[Records taken from a dataset]
------------------------------
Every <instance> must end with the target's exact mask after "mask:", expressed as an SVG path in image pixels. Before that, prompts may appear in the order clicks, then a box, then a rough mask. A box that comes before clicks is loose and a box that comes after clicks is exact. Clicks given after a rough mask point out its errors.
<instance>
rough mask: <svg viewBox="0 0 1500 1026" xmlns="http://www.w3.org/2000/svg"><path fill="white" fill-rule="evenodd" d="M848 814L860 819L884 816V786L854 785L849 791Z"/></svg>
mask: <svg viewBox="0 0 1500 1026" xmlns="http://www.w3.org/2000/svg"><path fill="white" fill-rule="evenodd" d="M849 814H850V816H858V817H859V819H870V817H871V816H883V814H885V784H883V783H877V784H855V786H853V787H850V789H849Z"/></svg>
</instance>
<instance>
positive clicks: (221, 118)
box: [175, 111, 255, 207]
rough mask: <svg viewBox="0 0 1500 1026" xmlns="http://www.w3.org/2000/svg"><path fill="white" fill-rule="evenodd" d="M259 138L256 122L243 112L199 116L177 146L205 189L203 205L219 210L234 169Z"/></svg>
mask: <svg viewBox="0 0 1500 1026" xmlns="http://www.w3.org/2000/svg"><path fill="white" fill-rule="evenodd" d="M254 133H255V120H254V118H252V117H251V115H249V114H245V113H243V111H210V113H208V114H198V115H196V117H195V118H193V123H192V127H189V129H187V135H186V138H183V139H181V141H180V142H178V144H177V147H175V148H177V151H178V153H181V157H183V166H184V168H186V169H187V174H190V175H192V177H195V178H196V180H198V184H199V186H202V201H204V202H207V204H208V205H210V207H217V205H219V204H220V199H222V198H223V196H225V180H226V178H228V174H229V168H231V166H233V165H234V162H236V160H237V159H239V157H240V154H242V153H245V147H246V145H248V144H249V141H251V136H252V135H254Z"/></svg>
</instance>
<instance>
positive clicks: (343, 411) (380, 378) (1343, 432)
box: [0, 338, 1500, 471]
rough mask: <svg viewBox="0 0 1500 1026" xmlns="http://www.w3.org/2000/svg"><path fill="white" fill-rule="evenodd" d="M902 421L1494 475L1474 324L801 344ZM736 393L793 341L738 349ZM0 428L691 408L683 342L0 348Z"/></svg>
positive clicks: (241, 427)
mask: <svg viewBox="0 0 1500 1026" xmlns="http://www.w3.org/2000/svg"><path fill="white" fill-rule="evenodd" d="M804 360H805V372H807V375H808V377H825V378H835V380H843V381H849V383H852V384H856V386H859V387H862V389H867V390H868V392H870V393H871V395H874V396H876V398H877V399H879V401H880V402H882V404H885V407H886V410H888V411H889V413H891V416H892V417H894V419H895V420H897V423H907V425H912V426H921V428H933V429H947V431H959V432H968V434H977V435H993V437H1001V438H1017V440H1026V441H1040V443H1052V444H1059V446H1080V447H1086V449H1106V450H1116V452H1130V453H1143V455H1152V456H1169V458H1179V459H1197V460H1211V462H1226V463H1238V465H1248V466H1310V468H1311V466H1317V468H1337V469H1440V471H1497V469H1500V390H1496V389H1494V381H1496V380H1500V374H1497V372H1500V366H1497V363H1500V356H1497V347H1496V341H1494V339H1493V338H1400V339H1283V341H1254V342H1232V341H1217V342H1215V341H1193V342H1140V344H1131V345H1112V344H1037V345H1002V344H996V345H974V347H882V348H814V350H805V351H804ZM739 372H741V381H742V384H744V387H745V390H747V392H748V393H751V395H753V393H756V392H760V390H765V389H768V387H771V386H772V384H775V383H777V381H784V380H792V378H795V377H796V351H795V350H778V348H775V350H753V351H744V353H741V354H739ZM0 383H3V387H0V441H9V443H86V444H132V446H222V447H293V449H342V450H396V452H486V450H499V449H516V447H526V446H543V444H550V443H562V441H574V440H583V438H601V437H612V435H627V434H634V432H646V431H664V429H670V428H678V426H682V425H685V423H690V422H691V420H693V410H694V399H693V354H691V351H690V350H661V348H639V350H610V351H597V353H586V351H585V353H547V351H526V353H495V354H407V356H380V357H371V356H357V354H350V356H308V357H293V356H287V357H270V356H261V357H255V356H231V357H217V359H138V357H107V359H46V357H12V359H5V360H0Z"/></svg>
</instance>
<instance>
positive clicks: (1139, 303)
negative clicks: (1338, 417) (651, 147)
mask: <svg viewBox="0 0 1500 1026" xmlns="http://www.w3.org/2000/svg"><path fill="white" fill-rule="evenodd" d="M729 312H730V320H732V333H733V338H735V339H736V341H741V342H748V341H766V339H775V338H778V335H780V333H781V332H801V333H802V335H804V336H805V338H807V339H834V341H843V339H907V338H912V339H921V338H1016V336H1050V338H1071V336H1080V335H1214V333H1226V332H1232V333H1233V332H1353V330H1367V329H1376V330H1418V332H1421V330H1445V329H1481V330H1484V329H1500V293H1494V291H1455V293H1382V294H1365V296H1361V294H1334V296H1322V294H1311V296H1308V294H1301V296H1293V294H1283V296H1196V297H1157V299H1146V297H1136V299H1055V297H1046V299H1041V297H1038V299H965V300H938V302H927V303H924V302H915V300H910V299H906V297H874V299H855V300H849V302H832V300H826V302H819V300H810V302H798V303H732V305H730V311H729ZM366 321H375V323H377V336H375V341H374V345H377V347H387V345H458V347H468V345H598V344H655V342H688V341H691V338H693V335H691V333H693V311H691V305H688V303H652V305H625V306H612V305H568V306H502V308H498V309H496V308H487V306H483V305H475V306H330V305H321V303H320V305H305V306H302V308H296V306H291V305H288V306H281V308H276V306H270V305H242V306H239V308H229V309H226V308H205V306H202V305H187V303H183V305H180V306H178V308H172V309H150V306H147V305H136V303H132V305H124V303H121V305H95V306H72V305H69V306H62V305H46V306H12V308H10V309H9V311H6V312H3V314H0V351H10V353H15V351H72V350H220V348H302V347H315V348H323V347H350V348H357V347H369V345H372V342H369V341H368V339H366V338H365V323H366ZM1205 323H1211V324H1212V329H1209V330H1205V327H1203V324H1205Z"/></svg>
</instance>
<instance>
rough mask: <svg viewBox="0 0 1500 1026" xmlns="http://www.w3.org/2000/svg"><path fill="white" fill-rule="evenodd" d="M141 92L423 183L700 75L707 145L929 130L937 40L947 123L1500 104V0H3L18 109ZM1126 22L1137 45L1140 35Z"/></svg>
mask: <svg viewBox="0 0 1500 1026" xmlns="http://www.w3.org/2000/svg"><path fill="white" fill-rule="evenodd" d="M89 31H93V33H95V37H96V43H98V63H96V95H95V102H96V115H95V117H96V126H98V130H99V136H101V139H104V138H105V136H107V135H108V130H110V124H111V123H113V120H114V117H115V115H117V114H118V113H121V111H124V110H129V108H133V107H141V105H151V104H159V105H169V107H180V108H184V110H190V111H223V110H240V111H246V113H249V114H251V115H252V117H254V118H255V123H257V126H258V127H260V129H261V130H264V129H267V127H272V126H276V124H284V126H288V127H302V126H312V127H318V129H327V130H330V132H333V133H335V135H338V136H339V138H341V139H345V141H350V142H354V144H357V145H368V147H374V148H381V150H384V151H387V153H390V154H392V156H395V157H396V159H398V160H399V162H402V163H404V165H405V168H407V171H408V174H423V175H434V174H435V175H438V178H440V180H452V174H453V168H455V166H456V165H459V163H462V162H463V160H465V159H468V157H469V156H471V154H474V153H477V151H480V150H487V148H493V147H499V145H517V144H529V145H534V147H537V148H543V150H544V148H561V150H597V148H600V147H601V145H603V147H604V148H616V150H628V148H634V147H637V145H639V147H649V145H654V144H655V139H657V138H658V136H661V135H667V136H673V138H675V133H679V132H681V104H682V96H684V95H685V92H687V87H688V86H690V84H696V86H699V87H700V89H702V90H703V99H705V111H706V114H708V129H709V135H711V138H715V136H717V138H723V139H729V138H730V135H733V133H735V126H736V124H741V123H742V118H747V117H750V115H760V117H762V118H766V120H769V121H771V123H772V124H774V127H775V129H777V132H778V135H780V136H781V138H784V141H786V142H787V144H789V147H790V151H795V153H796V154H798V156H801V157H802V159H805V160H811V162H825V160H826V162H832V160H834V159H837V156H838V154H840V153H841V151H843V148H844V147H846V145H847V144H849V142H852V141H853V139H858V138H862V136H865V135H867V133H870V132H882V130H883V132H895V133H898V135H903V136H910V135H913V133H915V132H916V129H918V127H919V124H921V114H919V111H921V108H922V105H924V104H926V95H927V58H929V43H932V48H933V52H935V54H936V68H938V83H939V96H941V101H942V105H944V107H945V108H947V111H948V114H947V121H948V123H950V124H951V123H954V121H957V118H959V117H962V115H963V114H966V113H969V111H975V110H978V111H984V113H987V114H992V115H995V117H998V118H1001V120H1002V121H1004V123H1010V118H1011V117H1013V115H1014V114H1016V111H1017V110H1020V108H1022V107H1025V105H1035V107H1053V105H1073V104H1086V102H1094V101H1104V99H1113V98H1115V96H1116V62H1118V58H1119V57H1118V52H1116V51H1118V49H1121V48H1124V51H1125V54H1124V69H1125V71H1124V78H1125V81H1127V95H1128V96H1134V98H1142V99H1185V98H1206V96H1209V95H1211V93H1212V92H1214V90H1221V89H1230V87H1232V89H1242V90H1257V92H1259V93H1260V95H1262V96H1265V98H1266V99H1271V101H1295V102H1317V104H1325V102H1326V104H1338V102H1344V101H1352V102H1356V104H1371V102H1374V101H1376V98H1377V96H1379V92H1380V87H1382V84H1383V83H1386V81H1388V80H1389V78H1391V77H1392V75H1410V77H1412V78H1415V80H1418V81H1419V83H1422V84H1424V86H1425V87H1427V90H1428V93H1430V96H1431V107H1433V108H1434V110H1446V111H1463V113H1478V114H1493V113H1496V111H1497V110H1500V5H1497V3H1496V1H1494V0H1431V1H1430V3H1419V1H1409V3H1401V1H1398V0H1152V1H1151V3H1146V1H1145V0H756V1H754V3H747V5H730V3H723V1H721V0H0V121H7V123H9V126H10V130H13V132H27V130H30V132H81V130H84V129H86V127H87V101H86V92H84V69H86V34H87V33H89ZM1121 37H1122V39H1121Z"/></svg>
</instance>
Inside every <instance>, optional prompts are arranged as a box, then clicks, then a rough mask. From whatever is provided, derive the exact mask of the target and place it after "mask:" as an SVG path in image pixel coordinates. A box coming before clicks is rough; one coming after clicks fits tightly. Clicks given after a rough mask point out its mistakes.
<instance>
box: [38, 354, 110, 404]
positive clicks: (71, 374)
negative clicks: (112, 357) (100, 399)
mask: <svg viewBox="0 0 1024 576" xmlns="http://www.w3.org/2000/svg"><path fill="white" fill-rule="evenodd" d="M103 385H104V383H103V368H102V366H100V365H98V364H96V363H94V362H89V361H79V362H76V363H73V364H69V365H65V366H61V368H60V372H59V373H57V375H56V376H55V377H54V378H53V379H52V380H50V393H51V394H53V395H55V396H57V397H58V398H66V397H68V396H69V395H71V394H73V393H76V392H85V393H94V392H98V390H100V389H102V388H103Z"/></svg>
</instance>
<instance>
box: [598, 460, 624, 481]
------------------------------
**TASK BRIEF**. Reproduce word for word everything in the listing from the line containing "138L256 122L243 112L199" down to the line containing "box: [0, 338, 1500, 471]", including both of those lines.

**RESPONSE TO THIS EXERCISE**.
rough mask: <svg viewBox="0 0 1500 1026" xmlns="http://www.w3.org/2000/svg"><path fill="white" fill-rule="evenodd" d="M259 138L256 122L243 112L199 116L177 146L205 189L203 205L219 210L234 169Z"/></svg>
mask: <svg viewBox="0 0 1500 1026" xmlns="http://www.w3.org/2000/svg"><path fill="white" fill-rule="evenodd" d="M254 133H255V120H254V118H252V117H251V115H249V114H245V113H243V111H210V113H208V114H198V115H196V117H195V118H193V123H192V127H189V129H187V135H186V138H183V139H181V141H180V142H178V144H177V147H175V148H177V151H178V153H181V157H183V166H184V168H186V169H187V174H190V175H192V177H195V178H196V180H198V184H199V186H202V201H204V202H207V204H208V205H210V207H217V205H219V204H220V199H222V198H223V196H225V180H226V178H228V174H229V168H231V166H233V165H234V162H236V160H237V159H239V157H240V154H242V153H245V147H246V145H248V144H249V141H251V136H252V135H254Z"/></svg>
</instance>
<instance>
positive clicks: (343, 411) (380, 378) (1343, 432)
box: [0, 338, 1500, 471]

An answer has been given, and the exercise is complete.